*Set problem*: Please copy the records again, swapping "forested hillside" for "wooded hillside" and leaving all else unchanged. Begin at the line that has "query: lone tree" and stop after the line that has "[436,237,463,255]", giving only those lines.

*Stored rows*:

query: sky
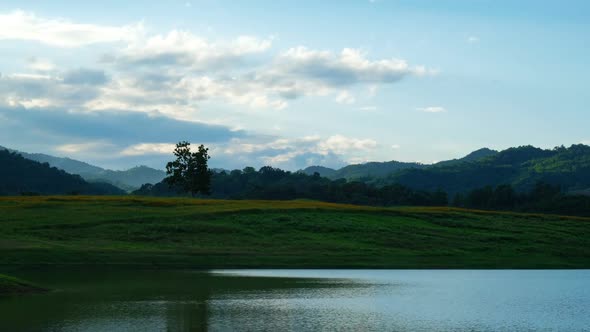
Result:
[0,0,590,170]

==

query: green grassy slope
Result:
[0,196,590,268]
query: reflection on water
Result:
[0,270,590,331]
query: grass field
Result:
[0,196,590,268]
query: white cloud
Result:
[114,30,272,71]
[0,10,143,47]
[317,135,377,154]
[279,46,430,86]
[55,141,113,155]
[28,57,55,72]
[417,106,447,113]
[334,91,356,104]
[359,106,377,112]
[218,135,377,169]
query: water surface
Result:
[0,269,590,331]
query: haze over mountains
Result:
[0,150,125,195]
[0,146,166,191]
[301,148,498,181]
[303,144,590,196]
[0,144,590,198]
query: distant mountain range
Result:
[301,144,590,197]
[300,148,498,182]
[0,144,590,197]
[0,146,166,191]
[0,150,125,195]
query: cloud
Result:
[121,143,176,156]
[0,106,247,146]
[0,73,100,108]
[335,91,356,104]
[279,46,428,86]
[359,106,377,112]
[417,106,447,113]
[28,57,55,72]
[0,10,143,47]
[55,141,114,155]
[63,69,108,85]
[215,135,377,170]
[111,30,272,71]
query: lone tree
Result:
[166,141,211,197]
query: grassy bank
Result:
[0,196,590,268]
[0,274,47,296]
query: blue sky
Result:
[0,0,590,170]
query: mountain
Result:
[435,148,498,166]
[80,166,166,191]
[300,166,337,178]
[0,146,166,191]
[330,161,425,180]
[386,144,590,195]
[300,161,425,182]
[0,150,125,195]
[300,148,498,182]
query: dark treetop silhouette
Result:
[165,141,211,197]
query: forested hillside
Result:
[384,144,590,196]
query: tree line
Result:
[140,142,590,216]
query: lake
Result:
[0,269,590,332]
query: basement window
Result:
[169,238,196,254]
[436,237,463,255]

*Exercise output*:
query: lone tree
Result:
[166,141,211,197]
query: grassy bank
Result:
[0,196,590,268]
[0,274,47,296]
query: blue sky
Result:
[0,0,590,170]
query: mountain
Result:
[435,148,498,166]
[80,166,166,191]
[300,166,337,178]
[0,146,166,191]
[330,161,425,180]
[386,144,590,195]
[300,161,425,182]
[0,150,125,195]
[300,148,498,182]
query: dark treetop silhouette
Result:
[165,141,211,197]
query: wooded hillside
Result:
[384,144,590,196]
query: tree line
Result:
[140,142,590,216]
query: lake
Result:
[0,269,590,332]
query: basement window
Result:
[169,238,196,254]
[436,237,463,255]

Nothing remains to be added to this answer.